* WHAT IS REQUIRED *
Find every line in the material below that contains the word "tower" and copy each one. Matching is case-sensitive.

▼▼▼

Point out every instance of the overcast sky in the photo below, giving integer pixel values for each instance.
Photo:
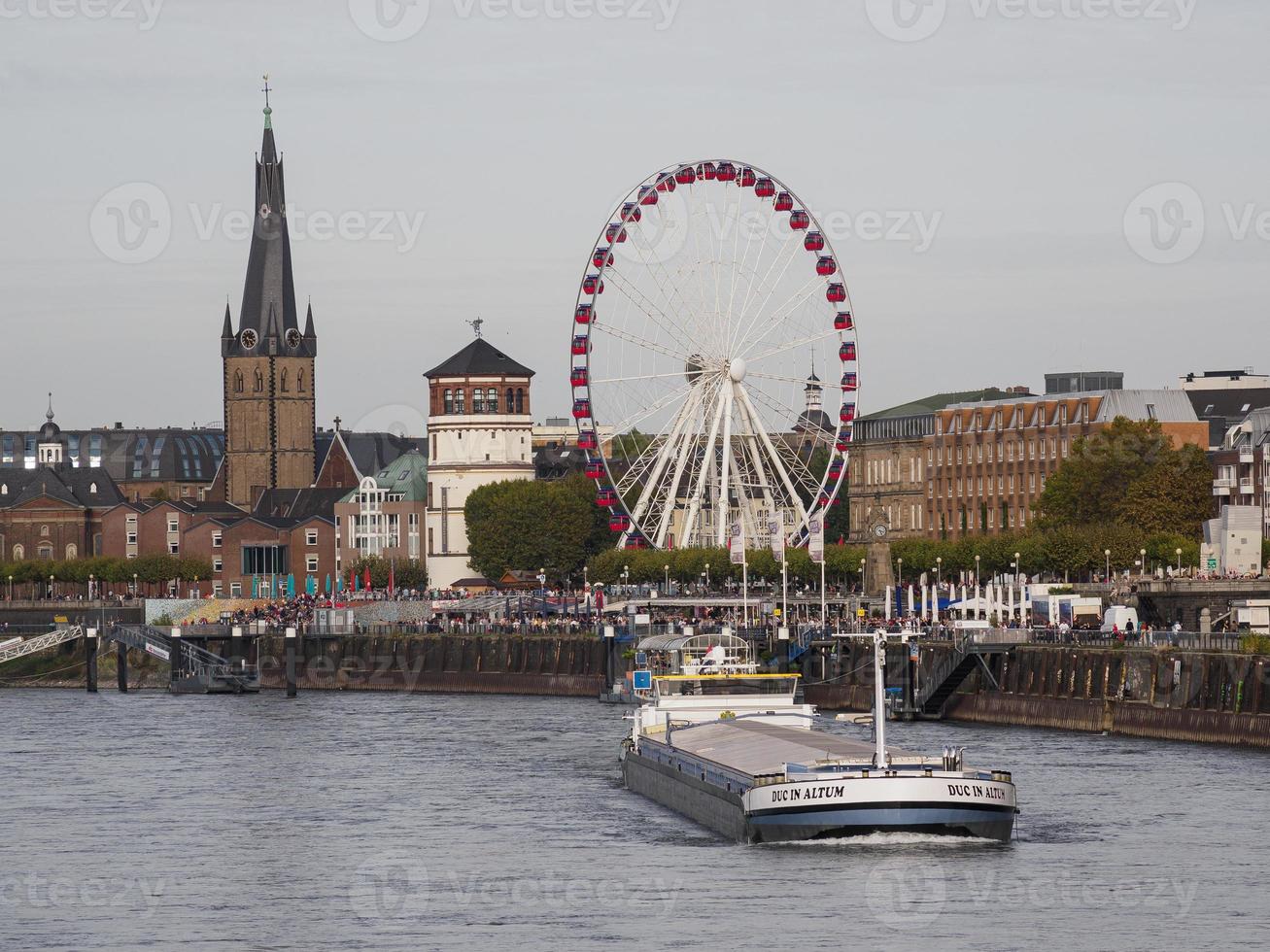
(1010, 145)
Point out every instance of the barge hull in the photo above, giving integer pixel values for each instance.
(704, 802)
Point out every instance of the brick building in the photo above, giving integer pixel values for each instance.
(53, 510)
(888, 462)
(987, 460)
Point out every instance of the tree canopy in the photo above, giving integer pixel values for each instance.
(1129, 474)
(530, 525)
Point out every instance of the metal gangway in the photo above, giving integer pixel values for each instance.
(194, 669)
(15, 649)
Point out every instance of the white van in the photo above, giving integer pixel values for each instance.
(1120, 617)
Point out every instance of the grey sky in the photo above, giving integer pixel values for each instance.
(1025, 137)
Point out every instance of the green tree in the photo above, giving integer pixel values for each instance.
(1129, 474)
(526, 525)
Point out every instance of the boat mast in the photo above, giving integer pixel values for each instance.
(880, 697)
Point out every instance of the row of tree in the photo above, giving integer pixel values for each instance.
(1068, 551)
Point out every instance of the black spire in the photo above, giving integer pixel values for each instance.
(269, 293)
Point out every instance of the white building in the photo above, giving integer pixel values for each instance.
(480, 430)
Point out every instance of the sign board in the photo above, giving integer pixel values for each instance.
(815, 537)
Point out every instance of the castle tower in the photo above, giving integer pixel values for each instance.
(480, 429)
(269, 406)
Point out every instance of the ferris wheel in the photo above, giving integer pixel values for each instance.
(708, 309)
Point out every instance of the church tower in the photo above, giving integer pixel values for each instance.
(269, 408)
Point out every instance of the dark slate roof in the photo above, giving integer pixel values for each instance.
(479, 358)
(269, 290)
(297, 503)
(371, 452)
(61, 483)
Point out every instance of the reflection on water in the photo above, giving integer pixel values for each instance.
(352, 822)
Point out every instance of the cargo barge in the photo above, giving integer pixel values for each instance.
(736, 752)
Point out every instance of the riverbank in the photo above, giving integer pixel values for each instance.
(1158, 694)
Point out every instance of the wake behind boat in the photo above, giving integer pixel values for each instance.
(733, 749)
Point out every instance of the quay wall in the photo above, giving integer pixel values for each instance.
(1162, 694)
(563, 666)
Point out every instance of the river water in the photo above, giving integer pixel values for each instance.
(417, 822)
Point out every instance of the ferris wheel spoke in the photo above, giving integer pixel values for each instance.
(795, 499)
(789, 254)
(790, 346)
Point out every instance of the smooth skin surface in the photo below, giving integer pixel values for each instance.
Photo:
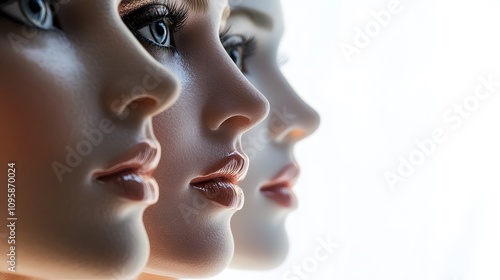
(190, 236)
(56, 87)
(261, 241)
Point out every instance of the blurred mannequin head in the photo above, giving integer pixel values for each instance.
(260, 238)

▲▲▲
▼▼▼

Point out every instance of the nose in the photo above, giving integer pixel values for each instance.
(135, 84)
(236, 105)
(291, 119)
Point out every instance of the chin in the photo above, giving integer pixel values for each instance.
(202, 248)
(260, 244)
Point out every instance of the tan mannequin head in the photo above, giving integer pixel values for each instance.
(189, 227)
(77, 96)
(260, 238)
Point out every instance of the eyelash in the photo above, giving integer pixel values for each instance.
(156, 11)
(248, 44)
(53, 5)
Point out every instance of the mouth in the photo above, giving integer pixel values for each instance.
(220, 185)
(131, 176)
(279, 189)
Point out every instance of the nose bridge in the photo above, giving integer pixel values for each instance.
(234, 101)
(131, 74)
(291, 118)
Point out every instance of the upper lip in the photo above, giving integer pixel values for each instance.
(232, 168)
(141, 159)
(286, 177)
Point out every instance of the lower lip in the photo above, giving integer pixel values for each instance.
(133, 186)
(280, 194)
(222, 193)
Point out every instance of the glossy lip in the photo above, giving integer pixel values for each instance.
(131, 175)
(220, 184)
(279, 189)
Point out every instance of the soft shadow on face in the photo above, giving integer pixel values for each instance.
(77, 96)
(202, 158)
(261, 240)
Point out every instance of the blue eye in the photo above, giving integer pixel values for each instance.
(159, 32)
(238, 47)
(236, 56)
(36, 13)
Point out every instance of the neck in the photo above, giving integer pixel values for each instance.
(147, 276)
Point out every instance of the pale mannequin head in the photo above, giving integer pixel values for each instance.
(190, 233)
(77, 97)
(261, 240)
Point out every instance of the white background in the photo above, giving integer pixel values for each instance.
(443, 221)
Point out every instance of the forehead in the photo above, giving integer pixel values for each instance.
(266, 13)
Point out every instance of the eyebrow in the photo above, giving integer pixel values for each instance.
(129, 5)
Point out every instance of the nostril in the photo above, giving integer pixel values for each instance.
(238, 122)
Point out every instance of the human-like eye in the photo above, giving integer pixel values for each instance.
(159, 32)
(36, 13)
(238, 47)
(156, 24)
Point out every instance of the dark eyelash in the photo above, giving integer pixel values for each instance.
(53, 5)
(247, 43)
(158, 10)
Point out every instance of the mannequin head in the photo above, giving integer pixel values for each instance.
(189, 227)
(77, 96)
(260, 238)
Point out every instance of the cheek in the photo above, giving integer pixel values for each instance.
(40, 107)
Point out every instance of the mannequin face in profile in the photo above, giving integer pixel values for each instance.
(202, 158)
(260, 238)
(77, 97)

▲▲▲

* THE REPLY *
Point out every instance of the castle tower in the photo above, giving integer pixel values for each instance.
Point out every instance of the church tower in the photo above, giving integer pixel values for each instance.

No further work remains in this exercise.